A APS deve responder pelas demandas crônicas, crônicas-agudizadas ou agudas da população adscrita, incluindo os atendimentos às urgências durante as demandas espontâneas; sejam elas cirúrgicas, clínicas, relacionadas à saúde mental, saúde da mulher e gestante, saúde da criança e/ou as relacionadas às causas externas.15 Para isto, as unidades precisam estar aptas para receber e atender tais demanda.
O primeiro atendimento às urgências na APS e a transferência dos casos para outros pontos da Rede de Atenção à Saúde (RAS), quando necessário, exige infraestrutura e insumos adequados e qualificação dos profissionais. Um dos desafios nesse processo é a melhoria da infraestrutura.7-8,16
Revisando as publicações oficiais do MS identifica-se escassez nas recomendações. O Manual de infraestrutura do Departamento de Atenção Básica/MS recomenda a presença de cilindro de oxigênio, a Portaria nº 2048 datada de 2002 e a PNAB apontam de forma genérica a necessidade de ambiente e disponibilização de equipamentos/materiais/insumos adequados ao primeiro atendimento/estabilização de urgências. Ademais o caderno de atenção básica, que trata do acolhimento à demanda espontânea recomenda a presença de oxigênio e AMBUR. Todavia o PMAQ, em sua pesquisa de âmbito nacional, investiga mais de 30 itens em estrutura e insumos; tornando-se um instrumento minucioso para avaliação da qualidade.7,12,17-18-19
A importância de materiais como laringoscópio, oxigênio, AMBUR e oxímetro reside na capacidade de fornecer assistência emergencial adequada. A ausência dos itens avaliados implica em atrasos no tratamento de problemas respiratórios agudos e proteção de via área quando rebaixamento do nível de consciência ou parada cardiorrespiratória, podendo gerar complicações graves.20
Dos itens analisados, o AMBUR foi o mais presente nas unidades, enquanto o laringoscópio foi o menos encontrado. Ainda assim nas regiões Norte e Nordeste aproximadamente metade das unidades ainda carecem do item, essencial para oxigenação e ventilação.

▸ **O que fazer**
Reescreva o trecho do texto sobre urgências na APS de "A APS deve responder" a "atender tais demanda.", trocando "unidades" por "equipes".

▸ **Dados de origem**
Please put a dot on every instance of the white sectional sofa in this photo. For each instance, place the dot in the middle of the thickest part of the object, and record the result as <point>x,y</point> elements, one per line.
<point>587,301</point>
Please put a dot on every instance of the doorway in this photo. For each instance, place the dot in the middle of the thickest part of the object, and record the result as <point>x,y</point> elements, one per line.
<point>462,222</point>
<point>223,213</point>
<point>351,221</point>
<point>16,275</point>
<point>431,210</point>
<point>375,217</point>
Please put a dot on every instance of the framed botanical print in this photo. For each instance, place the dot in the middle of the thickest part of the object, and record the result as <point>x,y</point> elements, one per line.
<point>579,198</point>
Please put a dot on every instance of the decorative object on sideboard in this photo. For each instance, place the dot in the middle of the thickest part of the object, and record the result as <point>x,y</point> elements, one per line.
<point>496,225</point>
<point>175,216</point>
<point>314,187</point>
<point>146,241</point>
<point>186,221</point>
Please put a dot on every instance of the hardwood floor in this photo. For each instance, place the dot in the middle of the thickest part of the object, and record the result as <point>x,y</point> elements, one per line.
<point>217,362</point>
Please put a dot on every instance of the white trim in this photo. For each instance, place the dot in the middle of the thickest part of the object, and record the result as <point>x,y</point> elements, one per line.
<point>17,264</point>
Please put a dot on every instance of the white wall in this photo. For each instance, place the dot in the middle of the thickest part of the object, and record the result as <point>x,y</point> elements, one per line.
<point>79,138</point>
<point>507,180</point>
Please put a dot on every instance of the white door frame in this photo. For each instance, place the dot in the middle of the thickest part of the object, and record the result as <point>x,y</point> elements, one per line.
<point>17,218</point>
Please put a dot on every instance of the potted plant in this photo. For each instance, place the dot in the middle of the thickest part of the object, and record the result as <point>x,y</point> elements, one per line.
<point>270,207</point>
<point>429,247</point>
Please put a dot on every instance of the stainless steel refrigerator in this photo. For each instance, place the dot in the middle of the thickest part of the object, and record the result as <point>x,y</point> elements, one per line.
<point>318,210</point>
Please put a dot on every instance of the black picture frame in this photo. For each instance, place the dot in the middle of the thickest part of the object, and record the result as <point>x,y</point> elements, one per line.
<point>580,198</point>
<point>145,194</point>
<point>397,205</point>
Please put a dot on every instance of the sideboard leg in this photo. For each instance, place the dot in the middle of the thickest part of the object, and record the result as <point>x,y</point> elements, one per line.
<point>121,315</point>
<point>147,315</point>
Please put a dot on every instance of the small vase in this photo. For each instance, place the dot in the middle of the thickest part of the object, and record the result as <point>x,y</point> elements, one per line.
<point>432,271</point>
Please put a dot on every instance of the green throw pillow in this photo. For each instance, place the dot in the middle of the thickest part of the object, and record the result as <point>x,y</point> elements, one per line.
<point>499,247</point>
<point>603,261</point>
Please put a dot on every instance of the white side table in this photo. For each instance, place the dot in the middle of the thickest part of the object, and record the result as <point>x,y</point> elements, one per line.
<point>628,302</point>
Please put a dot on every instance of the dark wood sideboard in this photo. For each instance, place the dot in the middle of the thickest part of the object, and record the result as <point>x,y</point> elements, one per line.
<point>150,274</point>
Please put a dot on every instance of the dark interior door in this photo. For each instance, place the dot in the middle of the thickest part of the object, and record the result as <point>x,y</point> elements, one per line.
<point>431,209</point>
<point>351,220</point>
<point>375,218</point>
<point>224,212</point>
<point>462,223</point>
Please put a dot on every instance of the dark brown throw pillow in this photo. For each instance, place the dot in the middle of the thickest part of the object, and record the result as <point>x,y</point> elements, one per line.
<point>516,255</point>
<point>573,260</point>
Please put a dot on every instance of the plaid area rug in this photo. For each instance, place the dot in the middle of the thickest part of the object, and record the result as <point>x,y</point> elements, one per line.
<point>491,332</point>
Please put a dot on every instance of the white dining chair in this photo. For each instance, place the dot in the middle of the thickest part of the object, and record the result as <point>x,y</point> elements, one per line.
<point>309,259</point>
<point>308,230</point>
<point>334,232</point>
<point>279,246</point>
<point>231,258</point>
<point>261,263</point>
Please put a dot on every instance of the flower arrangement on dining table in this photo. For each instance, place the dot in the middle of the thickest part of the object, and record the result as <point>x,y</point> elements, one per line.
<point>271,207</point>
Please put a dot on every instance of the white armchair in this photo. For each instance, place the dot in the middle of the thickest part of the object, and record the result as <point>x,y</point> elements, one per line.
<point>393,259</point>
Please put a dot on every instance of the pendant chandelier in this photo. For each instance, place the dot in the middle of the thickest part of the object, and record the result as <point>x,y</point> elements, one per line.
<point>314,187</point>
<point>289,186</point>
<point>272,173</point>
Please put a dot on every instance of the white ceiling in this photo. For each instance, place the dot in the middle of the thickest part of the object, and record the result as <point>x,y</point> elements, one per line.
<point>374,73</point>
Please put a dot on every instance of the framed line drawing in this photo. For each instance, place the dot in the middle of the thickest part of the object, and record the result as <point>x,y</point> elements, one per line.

▸ **Resultado do exercício**
A APS deve responder pelas demandas crônicas, crônicas-agudizadas ou agudas da população adscrita, incluindo os atendimentos às urgências durante as demandas espontâneas; sejam elas cirúrgicas, clínicas, relacionadas à saúde mental, saúde da mulher e gestante, saúde da criança e/ou as relacionadas às causas externas.15 Para isto, as equipes precisam estar aptas para receber e atender tais demanda.